Requirement ▸
Rewrite all the lines below as a numbered list, leaving out blank lines and the pictures.

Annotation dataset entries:
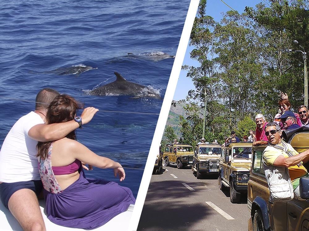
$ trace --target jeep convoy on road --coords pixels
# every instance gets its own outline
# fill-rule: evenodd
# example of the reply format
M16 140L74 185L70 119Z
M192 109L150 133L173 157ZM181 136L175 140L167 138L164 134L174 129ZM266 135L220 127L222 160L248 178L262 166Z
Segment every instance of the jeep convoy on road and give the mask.
M237 203L247 192L251 164L252 143L231 143L222 147L218 179L220 189L230 190L232 203Z
M218 174L221 146L218 144L200 144L193 157L192 170L197 179L202 175Z
M288 142L299 153L309 149L309 129L283 133ZM300 196L287 202L271 202L262 160L266 145L252 146L251 142L234 142L224 146L218 144L198 145L193 152L187 144L165 146L156 160L154 173L162 160L165 165L177 164L178 169L192 165L197 178L202 175L218 174L220 189L229 189L232 203L247 197L250 218L249 231L309 230L309 177L301 179ZM304 165L309 170L309 163ZM158 167L159 166L159 167Z
M166 145L164 148L163 158L165 166L171 163L176 163L177 168L182 168L193 163L194 152L193 147L188 144L174 144Z
M286 140L299 153L309 148L309 132L290 134ZM300 182L300 195L287 202L269 201L268 189L263 165L265 145L253 147L252 165L248 184L248 208L251 217L248 230L309 230L309 178ZM308 169L307 166L304 166Z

Expected answer ▸
1. $ trace --target jeep convoy on road --coords pixels
2. # every instance gets its own outline
3. # fill-rule: evenodd
4. # example of the reply format
5. M16 140L74 185L70 119Z
6. M192 109L150 133L173 157ZM181 136L175 140L167 138L164 134L174 129ZM266 135L220 127L222 160L248 178L262 166Z
7. Segment every instance of the jeep convoy on road and give the mask.
8. M237 203L247 192L251 164L252 143L231 143L222 147L218 179L220 189L230 190L232 203Z
9. M218 174L221 146L218 144L200 144L193 157L192 170L197 179L202 175Z
10. M288 142L299 153L309 149L309 129L283 133ZM300 196L287 202L271 202L262 160L266 145L252 146L251 142L234 142L224 146L218 144L198 145L193 152L187 144L165 146L156 160L154 173L162 160L165 165L177 164L178 169L192 165L197 178L202 175L218 174L220 189L229 189L232 203L247 197L250 218L249 231L309 230L309 177L301 179ZM304 165L309 170L309 163ZM158 167L159 166L159 167Z
11. M166 145L164 148L163 158L165 166L171 163L176 163L177 168L182 168L193 163L194 152L193 147L188 144L174 144Z
12. M286 140L299 153L309 148L309 132L290 134ZM300 182L300 195L287 202L269 201L268 189L263 165L265 145L253 147L252 165L248 184L248 208L251 217L248 230L309 230L309 178ZM308 169L307 166L304 166Z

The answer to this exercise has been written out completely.